THE TASKS.
1. In the Jenkins pipeline text, what language is the pipeline implemented in as code?
2. Write the next part of the Jenkins pipeline text, picking up after its last sentence.

Jenkins Pipeline

What is Jenkins pipeline?

The Jenkins pipeline in CI/CD automates many tasks and makes the CI/CD pipeline tasks reliable, efficient, repeatable, and high in quality. It defines a complete list of events that happen in the code lifecycle. Starting from the build, to testing and deployment.

Instead, you were creating and configuring jobs on the Jenkins users interface you would write a file or script that build, and it's configuration in a Jenkinsfile. So, Jenkinsfile is pipeline as a code it's a scripted pipeline. A Jenkinsfile that stores the entire workflow as code, and it can be checked into a Source Code Management (SCM) on your local system.

Jenkinsfile

Jenkins Pipeline is defined using a text file called the Jenkinsfile. Additionally, the pipeline implements as code using Groovy Domain-specific language(DSL); it is stored into an SCM like GitHub for example and can be updated by many ways as using Jenkins master UI or directly from the SCM with a text editor. As it is centralized, it allows developers an easy to access it to edit update and check it.

SCM

Source code management, tracks changes of your code stored in a source code repository, example git or mercurial, it allows you to store a Jenkinsfile and your code on it and to update it from one single point.

Why should you use Jenkins pipeline?

  • Jenkins Pipelines supports big projects. You can run multiple jobs and even use pipelines in a loop.

  • Pipelines are robust. So if your server undergoes an unforeseen restart, the pipeline will be automatically resumed.

  • Whenever the new code is committed to git, a pipeline can automatically integrate that code and start building pipelines again itself.

  • The Jenkins pipeline can be stopped for the inputs from the user.

  • It supports larger projects that may involve a high CPU job, provided the Jenkins infrastructure is scalable enough to support it.

Pipeline structure components

  • Pipeline is structured in sections, called stages

  • Each stage includes steps

  • steps include the actual tests/commands to run

  • An agent defines where the programs and scripts execute

Pipeline

This is a user-defined block that contains all the processes such as building, testing, deploying, etc. It is a collection of all the stages in a Jenkinsfile. All the stages and steps are defined within this block. It is the key block for a declarative pipeline syntax.

EXTRACTED RECORDS.
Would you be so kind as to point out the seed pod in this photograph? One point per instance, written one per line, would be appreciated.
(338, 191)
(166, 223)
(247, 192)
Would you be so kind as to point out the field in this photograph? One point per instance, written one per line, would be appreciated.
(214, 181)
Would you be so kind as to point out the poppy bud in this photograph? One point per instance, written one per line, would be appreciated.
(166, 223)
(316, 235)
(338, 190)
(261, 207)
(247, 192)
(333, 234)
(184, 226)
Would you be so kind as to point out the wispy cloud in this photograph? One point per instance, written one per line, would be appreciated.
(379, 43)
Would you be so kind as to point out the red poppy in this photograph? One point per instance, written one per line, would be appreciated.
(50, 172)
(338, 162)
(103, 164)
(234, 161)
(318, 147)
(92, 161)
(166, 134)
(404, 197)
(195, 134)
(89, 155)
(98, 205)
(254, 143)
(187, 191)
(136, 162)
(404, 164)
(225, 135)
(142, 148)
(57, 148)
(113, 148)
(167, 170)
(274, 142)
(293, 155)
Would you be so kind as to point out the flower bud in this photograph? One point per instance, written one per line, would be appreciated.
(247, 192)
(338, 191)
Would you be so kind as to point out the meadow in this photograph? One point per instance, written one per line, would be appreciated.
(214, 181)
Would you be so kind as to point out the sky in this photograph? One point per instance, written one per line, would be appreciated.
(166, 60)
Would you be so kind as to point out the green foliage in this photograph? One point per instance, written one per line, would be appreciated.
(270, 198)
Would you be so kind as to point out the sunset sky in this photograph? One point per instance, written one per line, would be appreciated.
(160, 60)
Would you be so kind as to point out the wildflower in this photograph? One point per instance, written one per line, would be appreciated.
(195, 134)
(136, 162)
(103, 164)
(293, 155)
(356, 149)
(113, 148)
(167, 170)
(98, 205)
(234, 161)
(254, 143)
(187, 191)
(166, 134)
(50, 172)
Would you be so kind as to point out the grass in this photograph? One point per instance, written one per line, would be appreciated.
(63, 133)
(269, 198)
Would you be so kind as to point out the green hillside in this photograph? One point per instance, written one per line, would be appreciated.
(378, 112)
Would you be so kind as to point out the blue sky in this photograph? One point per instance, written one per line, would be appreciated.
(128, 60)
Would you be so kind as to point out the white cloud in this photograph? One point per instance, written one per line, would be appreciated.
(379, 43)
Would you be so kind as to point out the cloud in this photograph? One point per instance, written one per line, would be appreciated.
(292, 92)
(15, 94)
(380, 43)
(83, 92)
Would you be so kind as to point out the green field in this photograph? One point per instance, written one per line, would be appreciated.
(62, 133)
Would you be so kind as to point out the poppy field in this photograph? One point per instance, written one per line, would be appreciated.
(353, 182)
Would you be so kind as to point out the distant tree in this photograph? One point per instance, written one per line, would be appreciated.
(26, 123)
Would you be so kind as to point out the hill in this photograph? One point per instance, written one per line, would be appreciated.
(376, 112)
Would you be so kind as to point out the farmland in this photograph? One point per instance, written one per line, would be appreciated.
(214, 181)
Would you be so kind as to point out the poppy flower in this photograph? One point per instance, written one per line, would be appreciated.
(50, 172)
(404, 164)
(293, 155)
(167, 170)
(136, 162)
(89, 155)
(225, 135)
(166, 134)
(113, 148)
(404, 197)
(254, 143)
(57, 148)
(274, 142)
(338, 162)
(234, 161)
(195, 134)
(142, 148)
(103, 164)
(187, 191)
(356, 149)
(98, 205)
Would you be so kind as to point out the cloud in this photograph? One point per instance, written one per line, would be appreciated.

THE REPLIES.
1. Groovy Domain-specific language (DSL).

2.
pipeline {

}

Node

A node is a machine which is part of the Jenkins environment and is capable of executing a Pipeline.

Also, a node block is a key part of Scripted Pipeline syntax.

node {

}

Agent

It instructs Jenkins to allocate an executor for the builds. It is defined as an entire pipeline or a specific stage.

It has the following parameters:

Any: Runs pipeline/ stage on any available agent

None: applied at the root of the pipeline, it indicates that there is no global agent for the entire pipeline & each stage must specify its own agent

Label: Executes the pipeline/stage on the labelled agent

Docker: Uses docker container as an execution environment for the pipeline or a specific stage

pipeline {

agent {

docker {

image 'ubuntu'

}

}

}

Stage

A stage block defines a conceptually distinct subset of tasks performed through the entire pipeline (e.g. "Build", "Test", and "Deploy" stages), which is used by many plugins to visualize or present Jenkins Pipeline status or progress.

pipeline{

agent any

stages {

stage ('Build'){

}

stage ('test'){

}

stage ('Deploy'){

}

}

}

Step

A single task. Fundamentally, a step tells Jenkins what to do at a particular point in time (or "step" in the process). For example, to execute the shell command make, use the sh step: sh "make". When a plugin extends the Pipeline DSL, that typically means the plugin has implemented a new step.

pipeline{

agent any

stages {

stage ('Build'){

steps {

echo 'building the code application...'

}

}

}

}


Two types of pipelines

  • Scripted pipeline: Sequential execution, using Groovy expressions for flow control

  • Declarative pipeline: It uses a framework to control execution (pre-defined commands to ease pipeline creation)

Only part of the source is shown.